╭─ PASSAGE

Package 'dpseg'

Title:	Piecewise Linear Segmentation by Dynamic Programming
Description:	Piecewise linear segmentation of ordered data by a dynamic programming algorithm. The algorithm was developed for time series data, e.g. growth curves, and for genome-wide read-count data from next generation sequencing, but is broadly applicable. Generic implementations of dynamic programming routines allow to scan for optimal segmentation parameters and test custom segmentation criteria ("scoring functions").
Authors:	Rainer Machne [aut, cre] , Peter F. Stadler [aut]
Maintainer:	Rainer Machne <[email protected]>
License:	GPL (>= 2)
Version:	0.1.3
Built:	2025-03-20 06:02:32 UTC
Source:	https://gitlab.com/raim/dpseg

Help Index

Adds linear regression data to dpseg results or a table of segment borders.
backtracing dpseg segment break-points
dpseg : linear segmentation by dynamic programming
inefficient dpseg implementation
Estimate a starting value for penalty P.
Visualizes the dpseg segmentation recursion as a movie.
Escherichia coli growth curves.
Plot method for a dpseg segmentation model.
Predict method for 'dpseg' segmentations
Print method for linear segmentation result from dpseg.
Scan over different penalty P values
construct a segment table

Adds linear regression data to `dpseg` results or a table of segment borders.

Description

addLm takes a segment table (with start/end columns) or a result object from code dpseg, calls base R function lm for each segment, and adds slope, intercept, r2 and variance of residuals to the segment table. This data is required for plot and predict method, eg. when dpseg was called with a pre-calculated scoring matrix, or alternative scoring functions or recursion.

╰─
╭─ DATA LISTING

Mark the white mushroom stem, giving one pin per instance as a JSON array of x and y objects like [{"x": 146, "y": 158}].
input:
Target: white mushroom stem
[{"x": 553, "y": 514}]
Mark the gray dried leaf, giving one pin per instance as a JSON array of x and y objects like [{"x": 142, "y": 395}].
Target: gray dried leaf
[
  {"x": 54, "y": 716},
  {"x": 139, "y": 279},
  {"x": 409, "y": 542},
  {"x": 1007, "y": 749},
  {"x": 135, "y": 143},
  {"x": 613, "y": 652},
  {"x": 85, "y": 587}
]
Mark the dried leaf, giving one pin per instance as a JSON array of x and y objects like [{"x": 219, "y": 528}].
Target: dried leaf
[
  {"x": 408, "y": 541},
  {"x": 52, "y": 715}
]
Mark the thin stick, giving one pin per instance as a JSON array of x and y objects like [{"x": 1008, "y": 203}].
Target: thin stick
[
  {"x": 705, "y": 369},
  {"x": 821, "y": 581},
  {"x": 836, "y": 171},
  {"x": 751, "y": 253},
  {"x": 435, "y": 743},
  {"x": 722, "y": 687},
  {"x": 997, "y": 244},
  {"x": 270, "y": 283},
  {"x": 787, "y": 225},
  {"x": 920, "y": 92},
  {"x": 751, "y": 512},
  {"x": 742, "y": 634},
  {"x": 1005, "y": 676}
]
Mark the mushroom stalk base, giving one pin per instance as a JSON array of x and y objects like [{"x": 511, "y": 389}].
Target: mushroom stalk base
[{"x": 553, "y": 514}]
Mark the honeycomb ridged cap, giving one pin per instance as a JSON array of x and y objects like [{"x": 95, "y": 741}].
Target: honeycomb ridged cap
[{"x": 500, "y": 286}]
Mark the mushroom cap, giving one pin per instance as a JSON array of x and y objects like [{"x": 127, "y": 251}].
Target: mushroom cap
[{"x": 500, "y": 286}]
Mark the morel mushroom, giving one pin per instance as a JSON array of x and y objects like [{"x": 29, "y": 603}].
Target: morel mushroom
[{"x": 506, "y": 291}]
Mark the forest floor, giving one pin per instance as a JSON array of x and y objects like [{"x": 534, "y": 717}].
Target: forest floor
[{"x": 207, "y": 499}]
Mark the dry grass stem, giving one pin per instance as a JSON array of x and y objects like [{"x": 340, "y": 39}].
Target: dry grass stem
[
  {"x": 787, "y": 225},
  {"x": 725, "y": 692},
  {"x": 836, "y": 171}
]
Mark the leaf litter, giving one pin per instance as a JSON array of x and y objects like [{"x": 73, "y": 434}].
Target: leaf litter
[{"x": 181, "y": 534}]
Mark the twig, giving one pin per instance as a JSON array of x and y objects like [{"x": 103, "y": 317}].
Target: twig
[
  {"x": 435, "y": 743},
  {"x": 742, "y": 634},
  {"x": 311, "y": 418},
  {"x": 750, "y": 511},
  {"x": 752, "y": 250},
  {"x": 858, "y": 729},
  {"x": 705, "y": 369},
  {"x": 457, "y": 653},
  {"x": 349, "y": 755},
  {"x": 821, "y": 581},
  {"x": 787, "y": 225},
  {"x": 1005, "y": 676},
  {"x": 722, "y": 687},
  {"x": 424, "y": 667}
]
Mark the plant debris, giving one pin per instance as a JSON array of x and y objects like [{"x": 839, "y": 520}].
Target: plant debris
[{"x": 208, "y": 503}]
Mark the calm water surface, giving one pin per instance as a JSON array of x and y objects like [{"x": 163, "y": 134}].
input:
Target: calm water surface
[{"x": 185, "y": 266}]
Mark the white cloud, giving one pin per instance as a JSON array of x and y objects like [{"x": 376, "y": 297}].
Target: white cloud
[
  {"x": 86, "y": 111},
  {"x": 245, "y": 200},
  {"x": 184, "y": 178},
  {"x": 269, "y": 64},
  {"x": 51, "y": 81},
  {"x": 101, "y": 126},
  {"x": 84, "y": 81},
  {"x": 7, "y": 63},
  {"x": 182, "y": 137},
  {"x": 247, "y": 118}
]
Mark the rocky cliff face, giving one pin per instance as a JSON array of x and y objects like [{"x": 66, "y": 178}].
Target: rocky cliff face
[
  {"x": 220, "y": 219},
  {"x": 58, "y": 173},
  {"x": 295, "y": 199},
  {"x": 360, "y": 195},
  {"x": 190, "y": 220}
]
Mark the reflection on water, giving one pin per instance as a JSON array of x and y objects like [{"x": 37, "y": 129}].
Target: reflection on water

╰─

_ACTION ITEM 1_.
From the dpseg package page, output the text starting with "Adds linear regression data to dpseg" and going on through "result from dpseg.".
_ACTION ITEM 2_.
Do these statements agree with the dpseg package page? Answer yes or no for each, quoting the words that decide it.
(a) The algorithm was developed only for growth curves.
(b) The package is licensed under GPL version 2 or later.
(c) addLm adds the slope, intercept, r2 and variance of residuals to the segment table.
_ACTION ITEM 3_.
Answer these questions from the dpseg package page:
(a) What version number is listed?
(b) Who is named as maintainer?
(c) Which base R function does addLm call for each segment?
Rely only on the dpseg package page, not on anything outside it.

_ANSWER AREA 1_.
Adds linear regression data to dpseg results or a table of segment borders.
backtracing dpseg segment break-points
dpseg : linear segmentation by dynamic programming
inefficient dpseg implementation
Estimate a starting value for penalty P.
Visualizes the dpseg segmentation recursion as a movie.
Escherichia coli growth curves.
Plot method for a dpseg segmentation model.
Predict method for 'dpseg' segmentations
Print method for linear segmentation result from dpseg.

_ANSWER AREA 2_.
(a) No: "The algorithm was developed for time series data, e.g. growth curves, and for genome-wide read-count data from next generation sequencing, but is broadly applicable."
(b) Yes: "License:	GPL (>= 2)"
(c) Yes: "adds slope, intercept, r2 and variance of residuals to the segment table"

_ANSWER AREA 3_.
(a) 0.1.3
(b) Rainer Machne
(c) lm